*Set task A*: Reproduce word for word everything in the diary entry about Ayn Rand and Leo Strauss, from "As the campaign" down to "you are interested.".
*Set task B*: Resume the diary entry about Ayn Rand and Leo Strauss, picking up right after its final sentence.

As the campaign goes on I have far more questions than answers. The ghost of the Bush administration still haunts us as well as the neoconservative ideology that dominated it and seems very covert yet ever present now. Some how it has been mixed with Ayn Rand's teachings and that is indeed an interesting mix. I read Rand's works as they came out and also subscribed to the Cato Journal for a number of years. I have also studied Strauss and have written some of my thoughts about what I learned in this diariy:Will the real Leo Strauss please step forward? Updated 12/25/07 Since then much has happened and I am having thoughts about what is going on in and out of the campaign from my learning about these two ideologies. Read on if you are interested.
Just to get started here is a link that came up as I Googled for things to use in this diary:Ayn Rand and the Noble Lie.

(Records of labeled points)
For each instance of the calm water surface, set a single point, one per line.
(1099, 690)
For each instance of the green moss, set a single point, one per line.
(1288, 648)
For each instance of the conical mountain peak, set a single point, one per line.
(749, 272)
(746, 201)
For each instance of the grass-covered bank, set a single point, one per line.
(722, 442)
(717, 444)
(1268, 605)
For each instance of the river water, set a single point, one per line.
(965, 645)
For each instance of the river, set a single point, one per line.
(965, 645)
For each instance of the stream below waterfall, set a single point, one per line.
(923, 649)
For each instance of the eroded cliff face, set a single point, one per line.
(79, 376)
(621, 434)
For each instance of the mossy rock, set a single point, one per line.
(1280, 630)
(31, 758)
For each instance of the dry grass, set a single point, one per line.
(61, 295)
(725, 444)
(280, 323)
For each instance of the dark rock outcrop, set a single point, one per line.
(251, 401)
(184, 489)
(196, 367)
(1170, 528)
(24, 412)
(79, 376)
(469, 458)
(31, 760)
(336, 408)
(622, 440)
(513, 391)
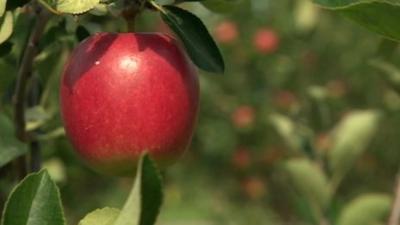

*Final result A*:
As the campaign goes on I have far more questions than answers. The ghost of the Bush administration still haunts us as well as the neoconservative ideology that dominated it and seems very covert yet ever present now. Some how it has been mixed with Ayn Rand's teachings and that is indeed an interesting mix. I read Rand's works as they came out and also subscribed to the Cato Journal for a number of years. I have also studied Strauss and have written some of my thoughts about what I learned in this diariy:Will the real Leo Strauss please step forward? Updated 12/25/07 Since then much has happened and I am having thoughts about what is going on in and out of the campaign from my learning about these two ideologies. Read on if you are interested.

*Final result B*:
Some people call a lie told for a great and good purpose a “noble lie.” Our government engages in a noble lie, according to these people, when it lies to us for our own good. Let us suppose, for the sake of focusing on the issue of truth, that the lie really is for our own good.
What did Ayn Rand think of such a “noble lie?” I believe we can confidently say that “noble lie” is an oxymoron which never graced her lexicon. She was against even “white lies” in personal affairs, surely she was against big lies as government policy. The advocate of objective reality and honest trade among men would have despised a government which lied to the public “for its own good.”
As with government torture, she publicly expressed some of her thoughts on government deceit.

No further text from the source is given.